- [TEXT TO READ]:
Laschever’s writings have been published in The New York Times and The Boston Globe; she has taught writing at Boston University, and is senior writer and editor at Mercer Management Consulting in Lexington, Massachusetts. Babcock is the James Mellon Walton Professor of Economics at the H. John Heinz III School of Public Policy and Management at Carnegie Mellon University in Pittsburgh; she specializes in negotiation and dispute resolution consulting.

When Babcock was director of the Ph.D. program at Heinz, she asked an associate dean why so many male graduate students were teaching courses while their female counterparts were relegated to assistant status. The answer shook her to the core: “More men ask. The women just don’t ask.”

This revelation led the authors to look at women’s inability to ask for more and their avoidance of negotiation, both habits that are learned on the playgrounds and in the classrooms of youth. In one study cited, a group of girls engaged in competition were found to care little about winning and almost solely about maintaining equality and good feelings on their side, while the boys used conflict and their opponents’ weaknesses to succeed.

Women who strive to “become ladies first” (as the authors refer to it) put their own needs last, act vulnerable in the workplace, and avoid appearing aggressive or goal-oriented. Professionally and financially, these women are at a disadvantage from their first jobs on; their sheer gratitude at receiving an offer in the first place supercedes any drive to ask for more, setting them back an average of one million dollars over a lifetime.

- [SET PROBLEM 1]:
Return, word for word, the stretch of the passage about women and negotiation between "Women who strive" and "over a lifetime.", inclusive.
- [SET PROBLEM 2]:
Resume the passage about women and negotiation, carrying it on from its final sentence.

Stored items from a collection:
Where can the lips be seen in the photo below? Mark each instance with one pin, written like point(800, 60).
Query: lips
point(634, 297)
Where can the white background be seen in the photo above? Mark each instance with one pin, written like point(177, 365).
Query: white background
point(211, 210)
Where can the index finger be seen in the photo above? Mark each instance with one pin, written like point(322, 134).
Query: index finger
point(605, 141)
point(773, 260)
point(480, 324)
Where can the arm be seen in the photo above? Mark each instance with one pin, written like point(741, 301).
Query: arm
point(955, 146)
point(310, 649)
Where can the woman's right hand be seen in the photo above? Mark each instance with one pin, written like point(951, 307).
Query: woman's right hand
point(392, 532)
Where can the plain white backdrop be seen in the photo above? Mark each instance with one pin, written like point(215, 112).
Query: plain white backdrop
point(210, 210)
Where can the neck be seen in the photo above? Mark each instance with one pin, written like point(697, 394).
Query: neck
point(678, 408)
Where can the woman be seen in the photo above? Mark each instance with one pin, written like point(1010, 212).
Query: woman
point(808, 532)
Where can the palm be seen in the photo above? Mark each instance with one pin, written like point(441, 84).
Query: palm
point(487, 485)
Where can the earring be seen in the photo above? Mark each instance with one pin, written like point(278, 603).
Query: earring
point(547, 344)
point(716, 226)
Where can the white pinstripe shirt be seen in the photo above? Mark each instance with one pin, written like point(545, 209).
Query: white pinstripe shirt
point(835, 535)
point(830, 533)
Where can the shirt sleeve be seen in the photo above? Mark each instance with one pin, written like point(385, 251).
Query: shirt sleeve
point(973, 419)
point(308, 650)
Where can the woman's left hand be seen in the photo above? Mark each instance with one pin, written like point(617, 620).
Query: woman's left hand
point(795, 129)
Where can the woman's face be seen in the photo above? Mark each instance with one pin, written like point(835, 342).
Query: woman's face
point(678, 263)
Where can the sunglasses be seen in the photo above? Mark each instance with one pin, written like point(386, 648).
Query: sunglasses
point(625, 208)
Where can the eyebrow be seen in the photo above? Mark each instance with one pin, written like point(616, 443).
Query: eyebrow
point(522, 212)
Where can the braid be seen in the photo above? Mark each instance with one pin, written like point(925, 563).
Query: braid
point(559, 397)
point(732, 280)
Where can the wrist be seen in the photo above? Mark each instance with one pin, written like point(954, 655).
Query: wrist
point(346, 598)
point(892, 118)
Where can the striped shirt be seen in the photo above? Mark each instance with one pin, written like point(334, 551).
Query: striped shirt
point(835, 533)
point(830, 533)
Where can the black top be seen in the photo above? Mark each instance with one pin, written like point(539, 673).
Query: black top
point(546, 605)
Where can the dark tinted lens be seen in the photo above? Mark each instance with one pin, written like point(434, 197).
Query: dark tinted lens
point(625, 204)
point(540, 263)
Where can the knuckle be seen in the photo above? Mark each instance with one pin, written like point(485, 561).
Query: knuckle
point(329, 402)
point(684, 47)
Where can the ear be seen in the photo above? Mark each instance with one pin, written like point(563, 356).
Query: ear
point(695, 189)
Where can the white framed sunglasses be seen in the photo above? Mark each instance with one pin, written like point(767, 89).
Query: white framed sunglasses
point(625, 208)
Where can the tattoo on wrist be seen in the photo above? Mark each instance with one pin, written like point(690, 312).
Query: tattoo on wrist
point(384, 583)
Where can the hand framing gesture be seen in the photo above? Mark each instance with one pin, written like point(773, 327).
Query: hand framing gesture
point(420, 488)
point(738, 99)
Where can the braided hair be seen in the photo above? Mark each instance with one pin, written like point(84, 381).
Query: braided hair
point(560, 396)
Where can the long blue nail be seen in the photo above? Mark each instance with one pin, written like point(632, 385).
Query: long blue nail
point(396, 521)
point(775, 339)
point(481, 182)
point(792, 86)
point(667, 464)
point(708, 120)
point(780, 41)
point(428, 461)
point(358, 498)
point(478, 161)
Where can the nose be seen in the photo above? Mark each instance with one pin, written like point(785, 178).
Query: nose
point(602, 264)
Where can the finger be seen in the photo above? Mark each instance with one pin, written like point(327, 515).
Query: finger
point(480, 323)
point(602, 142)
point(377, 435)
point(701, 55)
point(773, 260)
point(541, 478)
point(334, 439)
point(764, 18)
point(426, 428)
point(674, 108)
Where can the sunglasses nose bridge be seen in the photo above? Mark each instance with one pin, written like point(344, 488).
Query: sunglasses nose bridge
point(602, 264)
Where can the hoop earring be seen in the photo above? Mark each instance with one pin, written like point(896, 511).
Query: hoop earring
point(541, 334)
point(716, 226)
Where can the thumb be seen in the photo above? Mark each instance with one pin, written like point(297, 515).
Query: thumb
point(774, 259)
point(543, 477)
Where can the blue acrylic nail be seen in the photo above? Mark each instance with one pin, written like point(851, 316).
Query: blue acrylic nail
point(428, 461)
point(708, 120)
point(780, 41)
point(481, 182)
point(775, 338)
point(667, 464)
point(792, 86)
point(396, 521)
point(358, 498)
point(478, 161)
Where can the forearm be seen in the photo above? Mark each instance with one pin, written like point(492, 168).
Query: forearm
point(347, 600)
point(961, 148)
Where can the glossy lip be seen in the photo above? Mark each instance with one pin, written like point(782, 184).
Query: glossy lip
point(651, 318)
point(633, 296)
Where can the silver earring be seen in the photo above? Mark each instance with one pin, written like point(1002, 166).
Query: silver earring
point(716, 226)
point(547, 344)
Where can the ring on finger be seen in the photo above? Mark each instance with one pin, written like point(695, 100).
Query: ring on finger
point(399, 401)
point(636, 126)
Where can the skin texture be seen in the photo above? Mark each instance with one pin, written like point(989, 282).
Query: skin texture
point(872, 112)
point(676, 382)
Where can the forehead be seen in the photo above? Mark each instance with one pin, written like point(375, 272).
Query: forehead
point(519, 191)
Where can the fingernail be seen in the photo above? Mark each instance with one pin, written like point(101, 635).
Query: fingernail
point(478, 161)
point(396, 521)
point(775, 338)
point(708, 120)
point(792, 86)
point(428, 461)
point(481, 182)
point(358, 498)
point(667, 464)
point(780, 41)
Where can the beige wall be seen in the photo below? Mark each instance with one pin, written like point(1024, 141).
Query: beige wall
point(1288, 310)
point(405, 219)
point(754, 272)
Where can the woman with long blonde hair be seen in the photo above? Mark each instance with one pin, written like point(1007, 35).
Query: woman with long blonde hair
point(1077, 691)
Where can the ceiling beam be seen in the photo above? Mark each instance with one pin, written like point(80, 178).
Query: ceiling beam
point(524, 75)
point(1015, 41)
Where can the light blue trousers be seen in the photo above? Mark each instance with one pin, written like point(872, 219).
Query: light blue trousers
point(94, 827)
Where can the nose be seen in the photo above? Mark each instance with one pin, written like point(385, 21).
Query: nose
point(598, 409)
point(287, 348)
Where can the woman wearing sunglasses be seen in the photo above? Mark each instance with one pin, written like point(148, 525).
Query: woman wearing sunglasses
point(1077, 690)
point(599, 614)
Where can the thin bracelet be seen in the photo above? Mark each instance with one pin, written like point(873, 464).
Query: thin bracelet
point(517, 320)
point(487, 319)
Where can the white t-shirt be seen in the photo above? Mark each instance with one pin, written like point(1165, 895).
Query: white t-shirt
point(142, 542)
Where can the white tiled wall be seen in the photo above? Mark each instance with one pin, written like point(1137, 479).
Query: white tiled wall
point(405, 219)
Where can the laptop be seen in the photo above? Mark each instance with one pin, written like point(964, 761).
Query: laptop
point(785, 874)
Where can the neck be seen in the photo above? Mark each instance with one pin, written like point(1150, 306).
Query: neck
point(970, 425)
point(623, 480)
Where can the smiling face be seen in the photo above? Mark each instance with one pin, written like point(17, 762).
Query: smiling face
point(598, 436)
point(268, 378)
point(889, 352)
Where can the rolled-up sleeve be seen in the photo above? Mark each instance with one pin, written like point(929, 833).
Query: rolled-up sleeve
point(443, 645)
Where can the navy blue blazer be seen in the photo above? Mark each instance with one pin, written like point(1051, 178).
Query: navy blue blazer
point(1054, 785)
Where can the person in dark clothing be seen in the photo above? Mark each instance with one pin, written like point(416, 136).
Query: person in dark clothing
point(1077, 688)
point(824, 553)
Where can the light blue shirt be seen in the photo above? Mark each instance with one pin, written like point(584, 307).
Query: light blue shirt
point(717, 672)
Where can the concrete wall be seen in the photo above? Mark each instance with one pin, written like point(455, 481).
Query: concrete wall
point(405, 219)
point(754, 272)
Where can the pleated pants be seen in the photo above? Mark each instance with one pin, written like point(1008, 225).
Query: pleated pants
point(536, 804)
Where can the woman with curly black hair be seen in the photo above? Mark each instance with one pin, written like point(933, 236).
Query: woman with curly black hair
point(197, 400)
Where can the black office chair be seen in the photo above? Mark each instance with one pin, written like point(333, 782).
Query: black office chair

- [WRITTEN RESPONSE 1]:
Women who strive to “become ladies first” (as the authors refer to it) put their own needs last, act vulnerable in the workplace, and avoid appearing aggressive or goal-oriented. Professionally and financially, these women are at a disadvantage from their first jobs on; their sheer gratitude at receiving an offer in the first place supercedes any drive to ask for more, setting them back an average of one million dollars over a lifetime.

- [WRITTEN RESPONSE 2]:
Women Don’t Ask is not a straight recitation of findings-nor is it simply a “rant.” It goes beyond well-known facts and offers concrete tips on how women can remedy the underlying problems and actually move ahead. The authors prescribe refreshingly specific methods of negotiation that they’ve seen work for even the most confrontationally-challenged women.

Is the so-called gender divide so easily bridged? Is it really as easy as learning when and how to negotiate? These authors say that, yes, there is much to be gained from living by the “seek and ye shall receive” adage. So whether women are mothers, wives, blue-collar workers, business executives, or some combination of the above, they would benefit from just asking.